▸ CONSIGNES
A – D'après l'extrait du document, pourquoi les collègues sont-ils invités à passer au stand #NoHateNoFear et à s'y faire prendre en photo ? Répondez en une à trois phrases.
B – Selon l'extrait du document, à quelle heure faut-il rejoindre l'hémicycle pour la photo symbolique avec la bannière #NoHateNoFear ?

▸ EXTRAIT DU DOCUMENT
------------------------------------------------------------------------

Face aux actes déplorables de terreur, d'intolérance et de haine que sont ces récents attentats, nous devons défendre nos valeurs et nos libertés démocratiques.

Le terrorisme cherche à détruire notre mode de vie en instillant la peur et en propageant la haine. Nous ne devons pas tomber dans le piège des terroristes. Nous ne devons pas permettre à cette barbarie de triompher de nos valeurs et de nos libertés démocratiques.

Après mon élection à la présidence de l'Assemblée, j'ai proposé de lancer une initiative pour mobiliser les responsables politiques, les acteurs importants de la société et les citoyens ordinaires contre le terrorisme, et contre la haine et la peur que les terroristes cherchent à créer. Aujourd'hui, peu avant 13 heures, nous allons lancer officiellement une initiative hash-tag #NoHateNoFear contre le terrorisme.

J'invite chacun de vous à me rejoindre à 12h50 heures dans l'hémicycle pour une photo symbolique avec la bannière #NoHateNoFear.

Un stand #NoHateNoFear a été installé à l'extérieur de l'hémicycle ; je vous encourage tous à vous y rendre, à vous faire prendre en photo et à exprimer votre solidarité avec les victimes du terrorisme. Nous devons montrer l'exemple et envoyer un message clair à nos électeurs : nous ne céderons pas à la peur ni à la haine !

Chers collègues,

Nous vivons certes des temps difficiles, mais toutes les nouvelles, ne sont pas sombres.

Je voudrais souhaiter la bienvenue dans notre hémicycle à Mme Nadia Savtchenko, notre collègue et membre de la délégation ukrainienne à l'Assemblée parlementaire. Il y a un mois, elle a été libérée de détention et ramenée à Kiev. La semaine dernière, deux autres citoyens ukrainiens condamnés en Russie ont été graciés et remis à l'Ukraine. Cette mesure va dans le bon sens et doit être saluée.

Mme Savtchenko, cette maison de la démocratie est aujourd'hui également la vôtre, et il nous tarde de vous voir contribuer aux travaux de l'Assemblée parlementaire.

------------------------------------------------------------------------

▸ DONNÉES BRUTES
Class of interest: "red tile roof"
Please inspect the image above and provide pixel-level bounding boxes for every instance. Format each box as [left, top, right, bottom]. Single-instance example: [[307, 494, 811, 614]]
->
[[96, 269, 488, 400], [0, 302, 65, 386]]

------------------------------------------------------------------------

▸ CORRIGÉ
A – Ils y sont invités pour exprimer leur solidarité avec les victimes du terrorisme. Le texte ajoute qu'ils doivent montrer l'exemple et envoyer à leurs électeurs un message clair : ils ne céderont ni à la peur ni à la haine.

B – À 12 h 50.